[What the exercise asks] Please transcribe the entries below without changing a single character.

[Saved data entries]
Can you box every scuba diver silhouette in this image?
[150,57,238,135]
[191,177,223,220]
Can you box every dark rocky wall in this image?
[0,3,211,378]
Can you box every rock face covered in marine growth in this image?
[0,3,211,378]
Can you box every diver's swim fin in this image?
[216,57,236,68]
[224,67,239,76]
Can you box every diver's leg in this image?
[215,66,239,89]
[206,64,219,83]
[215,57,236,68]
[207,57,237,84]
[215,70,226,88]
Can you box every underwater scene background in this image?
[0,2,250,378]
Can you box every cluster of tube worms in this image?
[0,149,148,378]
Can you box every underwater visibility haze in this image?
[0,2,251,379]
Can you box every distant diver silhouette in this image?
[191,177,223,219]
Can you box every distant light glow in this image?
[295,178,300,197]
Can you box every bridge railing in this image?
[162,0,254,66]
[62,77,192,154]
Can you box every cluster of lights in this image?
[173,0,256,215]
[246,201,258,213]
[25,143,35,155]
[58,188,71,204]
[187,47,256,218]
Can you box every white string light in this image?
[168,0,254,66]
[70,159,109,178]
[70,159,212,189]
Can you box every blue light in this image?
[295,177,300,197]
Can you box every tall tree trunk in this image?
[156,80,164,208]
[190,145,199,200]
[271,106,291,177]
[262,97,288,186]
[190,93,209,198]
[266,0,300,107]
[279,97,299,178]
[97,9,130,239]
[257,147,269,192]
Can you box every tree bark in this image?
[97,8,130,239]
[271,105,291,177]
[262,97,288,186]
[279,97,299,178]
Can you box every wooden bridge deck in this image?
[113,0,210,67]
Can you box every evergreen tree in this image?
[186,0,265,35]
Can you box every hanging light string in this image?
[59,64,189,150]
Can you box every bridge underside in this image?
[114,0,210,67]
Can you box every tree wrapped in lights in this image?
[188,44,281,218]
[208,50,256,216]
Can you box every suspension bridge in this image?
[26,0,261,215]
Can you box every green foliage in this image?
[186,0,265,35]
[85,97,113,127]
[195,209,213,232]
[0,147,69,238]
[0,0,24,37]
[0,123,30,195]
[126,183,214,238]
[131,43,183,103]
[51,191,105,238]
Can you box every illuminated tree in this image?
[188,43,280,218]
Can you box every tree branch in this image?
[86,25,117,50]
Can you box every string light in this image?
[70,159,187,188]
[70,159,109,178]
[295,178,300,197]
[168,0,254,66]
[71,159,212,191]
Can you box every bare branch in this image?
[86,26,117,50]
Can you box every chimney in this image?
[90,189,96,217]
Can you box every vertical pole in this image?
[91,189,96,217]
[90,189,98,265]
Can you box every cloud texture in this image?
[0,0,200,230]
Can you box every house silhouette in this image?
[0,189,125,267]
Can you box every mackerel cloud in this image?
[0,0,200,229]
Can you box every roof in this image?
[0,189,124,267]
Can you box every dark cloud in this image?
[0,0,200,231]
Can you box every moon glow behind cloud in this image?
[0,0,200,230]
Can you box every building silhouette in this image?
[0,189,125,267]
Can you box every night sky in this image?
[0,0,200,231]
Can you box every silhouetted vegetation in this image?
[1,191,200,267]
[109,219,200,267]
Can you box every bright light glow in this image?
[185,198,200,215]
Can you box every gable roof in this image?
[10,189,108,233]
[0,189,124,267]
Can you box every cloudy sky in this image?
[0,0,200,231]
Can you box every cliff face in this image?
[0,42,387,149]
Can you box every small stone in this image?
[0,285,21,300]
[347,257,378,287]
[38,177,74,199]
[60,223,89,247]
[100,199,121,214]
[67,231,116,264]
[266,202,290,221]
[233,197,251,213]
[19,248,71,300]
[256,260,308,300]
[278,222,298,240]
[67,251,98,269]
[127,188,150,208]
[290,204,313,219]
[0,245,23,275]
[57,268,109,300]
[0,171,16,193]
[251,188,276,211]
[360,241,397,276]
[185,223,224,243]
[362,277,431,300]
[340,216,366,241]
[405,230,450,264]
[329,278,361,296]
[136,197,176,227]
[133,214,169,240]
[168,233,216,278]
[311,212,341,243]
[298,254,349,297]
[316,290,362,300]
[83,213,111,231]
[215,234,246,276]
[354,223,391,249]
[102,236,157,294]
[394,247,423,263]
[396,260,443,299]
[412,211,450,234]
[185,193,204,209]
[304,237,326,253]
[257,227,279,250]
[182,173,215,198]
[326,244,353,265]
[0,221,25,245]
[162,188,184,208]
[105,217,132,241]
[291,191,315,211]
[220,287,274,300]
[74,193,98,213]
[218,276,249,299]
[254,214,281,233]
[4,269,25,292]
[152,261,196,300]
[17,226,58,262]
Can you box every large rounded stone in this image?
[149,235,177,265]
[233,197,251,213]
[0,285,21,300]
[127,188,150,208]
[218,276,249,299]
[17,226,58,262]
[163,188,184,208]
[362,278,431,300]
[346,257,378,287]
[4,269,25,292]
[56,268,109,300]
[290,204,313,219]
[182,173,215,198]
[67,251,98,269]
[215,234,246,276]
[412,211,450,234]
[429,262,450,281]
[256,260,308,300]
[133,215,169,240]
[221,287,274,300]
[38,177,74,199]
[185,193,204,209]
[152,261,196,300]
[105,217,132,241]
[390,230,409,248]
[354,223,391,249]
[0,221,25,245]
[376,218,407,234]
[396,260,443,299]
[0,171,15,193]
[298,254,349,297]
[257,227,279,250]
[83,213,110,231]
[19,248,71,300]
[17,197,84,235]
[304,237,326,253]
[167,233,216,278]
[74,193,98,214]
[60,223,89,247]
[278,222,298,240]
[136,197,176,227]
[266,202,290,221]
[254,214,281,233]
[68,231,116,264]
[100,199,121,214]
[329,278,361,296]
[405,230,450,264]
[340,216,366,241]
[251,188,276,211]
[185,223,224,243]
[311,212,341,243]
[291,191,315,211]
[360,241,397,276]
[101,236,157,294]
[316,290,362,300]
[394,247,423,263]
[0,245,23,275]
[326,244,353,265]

[Reply to the exercise]
Can you box every scuba diver silhouette in this image?
[150,57,238,135]
[191,177,223,220]
Can you box every dark rocky wall in this image?
[0,3,211,378]
Can you box every rock face covered in marine growth in this image?
[0,3,211,378]
Can you box every diver's swim fin in this image?
[216,57,236,68]
[224,67,239,76]
Can you box every diver's leg in this image?
[215,66,239,89]
[206,64,219,83]
[215,57,236,68]
[207,57,237,84]
[215,70,226,88]
Can you box every underwater scene background in this image?
[0,2,250,378]
Can you box every cluster of tube worms in this image?
[0,149,148,378]
Can you box every underwater visibility haze in this image?
[0,2,251,379]
Can you box every distant diver silhouette in this image?
[191,177,223,219]
Can you box every distant light glow in this image?
[295,178,300,197]
Can you box every bridge railing in this image?
[162,0,254,66]
[62,77,192,154]
Can you box every cluster of lights in this image?
[173,0,256,215]
[246,201,258,213]
[25,143,35,155]
[58,188,71,204]
[187,47,256,218]
Can you box every white string light in this image?
[168,0,254,66]
[70,159,109,178]
[70,159,212,189]
Can you box every blue light in this image?
[295,177,300,197]
Can you box every tall tree trunk in this image?
[156,80,164,208]
[190,145,199,200]
[271,106,291,177]
[262,97,288,186]
[190,93,209,198]
[266,0,300,107]
[279,97,299,178]
[97,9,130,239]
[257,147,269,192]
Can you box every tree bark in this image?
[97,8,130,239]
[271,105,291,177]
[262,97,288,186]
[279,97,299,178]
Can you box every wooden bridge deck in this image?
[113,0,210,67]
Can you box every evergreen tree in this image?
[186,0,265,35]
Can you box every hanging light string in this image?
[59,64,189,150]
Can you box every bridge underside in this image?
[114,0,210,67]
Can you box every tree wrapped in lights in this image?
[188,44,281,218]
[208,50,256,216]
Can you box every suspension bridge in this image?
[26,0,261,215]
Can you box every green foliage in this image?
[186,0,265,35]
[85,97,113,127]
[195,209,213,232]
[0,147,69,238]
[0,0,24,37]
[0,123,30,195]
[126,183,214,238]
[131,43,183,103]
[51,191,105,238]
Can you box every illuminated tree in this image?
[188,43,280,218]
Can you box every tree branch in this image?
[86,25,117,50]
Can you box every string light in this image?
[70,159,187,188]
[70,159,109,178]
[295,178,300,197]
[168,0,254,66]
[71,159,212,191]
Can you box every bare branch in this image?
[86,26,117,50]
Can you box every chimney in this image?
[90,189,96,217]
Can you box every vertical pole in this image?
[91,189,96,217]
[90,189,98,265]
Can you box every cloud texture in this image?
[0,0,200,230]
Can you box every house silhouette in this image?
[0,189,125,267]
Can you box every mackerel cloud in this image?
[0,0,200,229]
Can you box every roof in this image?
[0,189,124,267]
Can you box every dark cloud in this image?
[0,0,200,231]
Can you box every moon glow behind cloud in this image?
[0,0,200,230]
Can you box every building silhouette in this image?
[0,189,125,267]
Can you box every night sky in this image?
[0,0,200,231]
Can you box every silhouetted vegetation in this image?
[1,191,200,267]
[109,219,200,267]
Can you box every bright light glow in this image?
[185,198,200,215]
Can you box every gable roof in this image?
[10,189,108,233]
[0,189,124,267]
Can you box every cloudy sky in this image?
[0,0,200,231]
Can you box every cliff face in this image?
[0,42,387,149]
Can you box every small stone in this image?
[0,285,21,300]
[347,257,378,287]
[38,177,74,199]
[60,223,89,247]
[100,199,121,214]
[67,231,116,264]
[266,202,290,221]
[233,197,251,213]
[19,248,71,300]
[256,260,308,300]
[278,222,298,240]
[67,251,98,269]
[127,188,150,208]
[290,204,313,219]
[0,245,23,275]
[57,268,109,300]
[0,171,16,193]
[251,188,276,211]
[360,241,397,276]
[185,223,224,243]
[362,277,431,300]
[340,216,366,241]
[405,230,450,264]
[329,278,361,296]
[136,197,176,227]
[133,214,169,240]
[168,233,216,278]
[311,212,341,243]
[298,254,349,297]
[316,290,362,300]
[83,213,111,231]
[215,234,246,276]
[354,223,391,249]
[102,236,157,294]
[394,247,423,263]
[396,260,443,299]
[412,211,450,234]
[185,193,204,209]
[304,237,326,253]
[257,227,279,250]
[182,173,215,198]
[326,244,353,265]
[0,221,25,245]
[162,188,184,208]
[105,217,132,241]
[291,191,315,211]
[220,287,274,300]
[74,193,98,213]
[218,276,249,299]
[254,214,281,233]
[4,269,25,292]
[152,261,196,300]
[17,226,58,262]
Can you box every large rounded stone in this image?
[149,235,177,265]
[233,197,251,213]
[0,285,21,300]
[127,188,150,208]
[218,276,249,299]
[17,226,58,262]
[163,188,184,208]
[362,278,431,300]
[346,257,378,287]
[4,269,25,292]
[56,268,109,300]
[290,204,313,219]
[182,173,215,198]
[67,251,98,269]
[215,234,246,276]
[412,211,450,234]
[429,262,450,281]
[256,260,308,300]
[133,215,169,240]
[221,287,274,300]
[38,177,74,199]
[185,193,204,209]
[152,261,196,300]
[105,217,132,241]
[390,230,409,248]
[354,223,391,249]
[0,221,25,245]
[376,218,407,234]
[396,260,443,299]
[0,171,15,193]
[298,254,349,297]
[257,227,279,250]
[83,213,110,231]
[19,248,71,300]
[17,197,84,235]
[304,237,326,253]
[167,233,216,278]
[74,193,98,214]
[60,223,89,247]
[278,222,298,240]
[136,197,176,227]
[266,202,290,221]
[254,214,281,233]
[68,231,116,264]
[100,199,121,214]
[329,278,361,296]
[405,230,450,264]
[340,216,366,241]
[251,188,276,211]
[185,223,224,243]
[311,212,341,243]
[291,191,315,211]
[360,241,397,276]
[101,236,157,294]
[316,290,362,300]
[394,247,423,263]
[0,245,23,275]
[326,244,353,265]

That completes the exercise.